PROBLEM STATEMENT: In full and unaltered, output the records below.

PROVIDED MATERIAL:
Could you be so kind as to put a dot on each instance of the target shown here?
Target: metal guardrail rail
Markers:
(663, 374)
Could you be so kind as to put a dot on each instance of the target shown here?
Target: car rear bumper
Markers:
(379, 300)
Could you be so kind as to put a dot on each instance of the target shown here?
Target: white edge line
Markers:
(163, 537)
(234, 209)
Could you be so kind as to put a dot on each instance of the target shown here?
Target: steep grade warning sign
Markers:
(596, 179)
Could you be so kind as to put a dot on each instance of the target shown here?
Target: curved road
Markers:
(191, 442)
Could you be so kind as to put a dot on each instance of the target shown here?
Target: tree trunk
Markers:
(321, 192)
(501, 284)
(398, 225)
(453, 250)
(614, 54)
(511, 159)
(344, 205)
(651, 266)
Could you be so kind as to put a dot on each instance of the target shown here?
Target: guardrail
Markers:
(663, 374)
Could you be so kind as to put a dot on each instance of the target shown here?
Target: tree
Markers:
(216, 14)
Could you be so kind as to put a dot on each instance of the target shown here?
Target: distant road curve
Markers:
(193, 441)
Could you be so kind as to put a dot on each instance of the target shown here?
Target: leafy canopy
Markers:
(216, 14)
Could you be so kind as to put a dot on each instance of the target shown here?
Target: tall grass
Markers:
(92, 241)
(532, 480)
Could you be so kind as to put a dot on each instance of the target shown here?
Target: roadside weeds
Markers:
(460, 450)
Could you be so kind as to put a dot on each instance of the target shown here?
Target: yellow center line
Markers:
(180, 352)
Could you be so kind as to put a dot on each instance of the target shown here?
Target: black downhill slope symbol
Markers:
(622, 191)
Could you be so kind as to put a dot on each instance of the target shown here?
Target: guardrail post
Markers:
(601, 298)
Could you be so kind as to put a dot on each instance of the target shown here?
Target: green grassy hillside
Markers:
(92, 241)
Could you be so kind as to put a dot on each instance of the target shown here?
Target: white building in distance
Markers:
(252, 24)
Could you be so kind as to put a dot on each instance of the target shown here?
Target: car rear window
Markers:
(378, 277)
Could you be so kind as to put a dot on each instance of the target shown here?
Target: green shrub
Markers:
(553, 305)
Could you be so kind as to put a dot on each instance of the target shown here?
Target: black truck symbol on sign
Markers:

SOLUTION BELOW:
Could you be so kind as to put a dot on each instance of the target shown here?
Target: metal guardrail rail
Markers:
(663, 374)
Could you be so kind as to put a dot on each instance of the target shown here?
Target: car rear bumper
Markers:
(379, 300)
Could you be so kind as to put a dot on each instance of the target shown here?
Target: white edge line
Markers:
(163, 537)
(234, 209)
Could you be so kind as to put a dot on each instance of the target shown here?
Target: steep grade warning sign
Markers:
(596, 179)
Could you be so kind as to put a dot on each instance of the target shown here?
Target: curved road
Markers:
(191, 442)
Could you be so kind as to put a dot on each instance of the target shown here?
Target: tree trunk
Markers:
(321, 192)
(501, 284)
(398, 225)
(453, 250)
(614, 54)
(511, 159)
(344, 205)
(651, 266)
Could you be so kind as to put a dot on each instance of the target shown here?
Target: guardrail
Markers:
(663, 374)
Could you be so kind as to put a dot on each instance of the target shown here?
Target: tree
Markers:
(216, 14)
Could you be so kind as to put a dot on each instance of the target shown here?
Target: distant road curve
Markers:
(193, 441)
Could you be so kind as to put a dot on each instance of the target shown here?
Target: leafy canopy
Markers:
(216, 14)
Could you be so kind as to put a dot on each instance of the target shown here?
Target: tall grass
Markers:
(92, 241)
(532, 480)
Could you be so kind as to put a dot on each instance of the target shown here?
Target: roadside weeds
Markers:
(460, 450)
Could you be so kind as to put a dot on each instance of the target shown here?
Target: yellow center line
Markers:
(180, 352)
Could you be so kind as to put a dot on each instance of the target shown here?
Target: black downhill slope symbol
Markers:
(622, 191)
Could you be so kind as to put a dot on each instance of the target shown here?
Target: guardrail post
Markers:
(601, 298)
Could you be so kind as to put a dot on each instance of the target shown here?
Target: green grassy hillside
Markers:
(92, 241)
Could you be so kind as to put a dot on each instance of the target shown here?
Target: white building in distance
Markers:
(252, 24)
Could you be so kind as to put a dot on each instance of the target shown here?
Target: car rear window
Markers:
(378, 277)
Could you be so kind as to put a dot on each instance of the target shown here?
Target: green shrub
Markers:
(553, 305)
Could you be so kind as to put a dot on each instance of the target shown here?
Target: black truck symbol on sign
Markers:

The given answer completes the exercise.